**PROBLEM DETAILS:**
What must be returned is the number of lines in the records holding the word "post", with no other text.
*****
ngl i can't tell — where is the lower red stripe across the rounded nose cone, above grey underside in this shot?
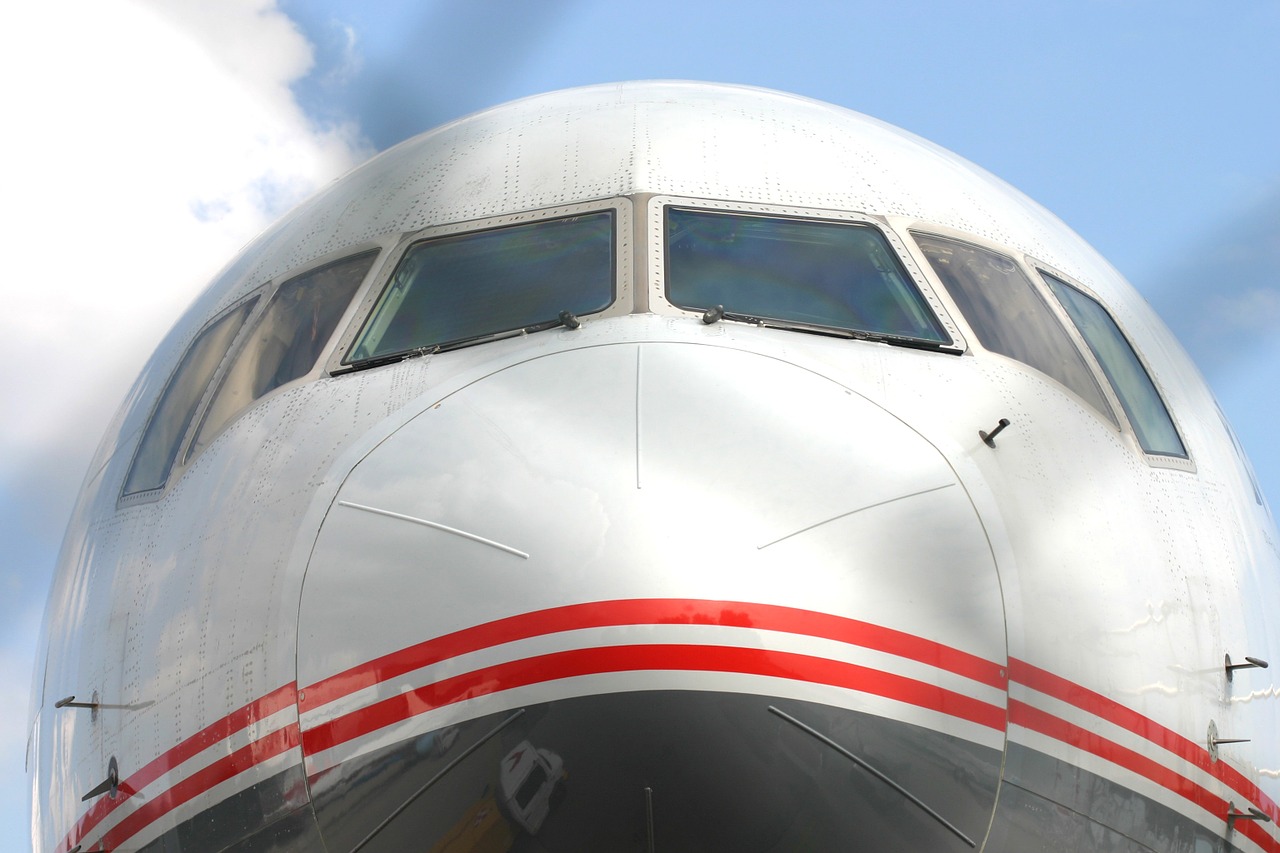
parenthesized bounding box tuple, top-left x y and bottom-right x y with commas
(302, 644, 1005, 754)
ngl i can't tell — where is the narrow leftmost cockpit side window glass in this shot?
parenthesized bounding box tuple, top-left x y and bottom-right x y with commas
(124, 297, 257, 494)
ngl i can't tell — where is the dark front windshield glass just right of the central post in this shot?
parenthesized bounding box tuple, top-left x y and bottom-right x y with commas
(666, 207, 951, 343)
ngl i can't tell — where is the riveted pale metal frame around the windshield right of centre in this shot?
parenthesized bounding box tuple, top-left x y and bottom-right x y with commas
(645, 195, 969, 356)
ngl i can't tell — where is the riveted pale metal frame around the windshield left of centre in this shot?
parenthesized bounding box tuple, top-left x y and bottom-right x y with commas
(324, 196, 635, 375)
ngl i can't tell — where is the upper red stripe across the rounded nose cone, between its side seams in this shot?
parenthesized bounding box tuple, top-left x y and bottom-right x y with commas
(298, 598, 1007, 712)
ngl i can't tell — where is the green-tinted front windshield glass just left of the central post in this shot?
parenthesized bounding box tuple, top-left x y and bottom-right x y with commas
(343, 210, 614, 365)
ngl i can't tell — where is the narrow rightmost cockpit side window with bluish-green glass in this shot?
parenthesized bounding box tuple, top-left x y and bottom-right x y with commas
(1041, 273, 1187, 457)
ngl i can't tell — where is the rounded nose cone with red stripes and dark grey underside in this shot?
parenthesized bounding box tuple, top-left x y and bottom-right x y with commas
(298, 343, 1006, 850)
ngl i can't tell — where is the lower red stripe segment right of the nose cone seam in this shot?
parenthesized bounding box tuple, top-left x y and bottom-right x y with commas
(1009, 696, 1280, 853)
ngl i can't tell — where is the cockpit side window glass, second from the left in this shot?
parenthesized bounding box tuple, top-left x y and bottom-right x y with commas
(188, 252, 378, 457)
*****
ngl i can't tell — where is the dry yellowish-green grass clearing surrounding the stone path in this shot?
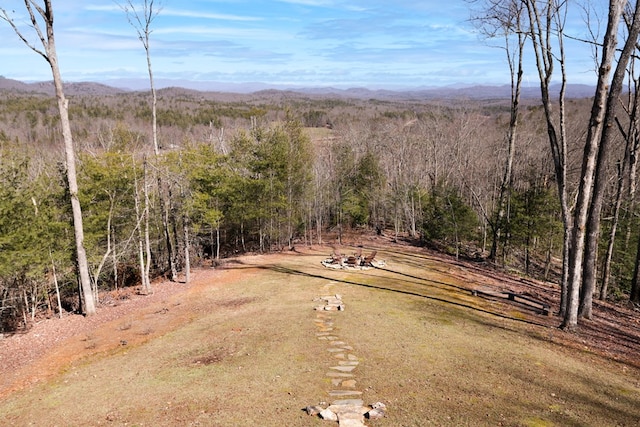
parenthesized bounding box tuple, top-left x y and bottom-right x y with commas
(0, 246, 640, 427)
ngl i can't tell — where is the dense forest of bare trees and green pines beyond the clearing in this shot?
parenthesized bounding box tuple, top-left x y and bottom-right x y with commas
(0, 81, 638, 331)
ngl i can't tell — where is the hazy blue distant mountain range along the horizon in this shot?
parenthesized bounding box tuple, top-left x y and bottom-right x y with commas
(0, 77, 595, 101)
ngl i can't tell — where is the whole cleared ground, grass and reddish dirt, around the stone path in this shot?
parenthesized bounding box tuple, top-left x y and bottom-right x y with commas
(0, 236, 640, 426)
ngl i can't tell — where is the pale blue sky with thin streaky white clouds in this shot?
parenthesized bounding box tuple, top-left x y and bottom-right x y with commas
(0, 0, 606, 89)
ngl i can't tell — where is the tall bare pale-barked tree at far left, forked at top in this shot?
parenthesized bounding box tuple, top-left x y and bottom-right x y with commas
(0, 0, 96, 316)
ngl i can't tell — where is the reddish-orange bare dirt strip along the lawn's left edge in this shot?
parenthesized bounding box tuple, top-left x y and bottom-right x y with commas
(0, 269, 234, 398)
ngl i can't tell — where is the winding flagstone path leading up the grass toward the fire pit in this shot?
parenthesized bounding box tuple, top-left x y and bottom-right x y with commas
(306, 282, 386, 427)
*****
**EXERCISE RESULT:**
2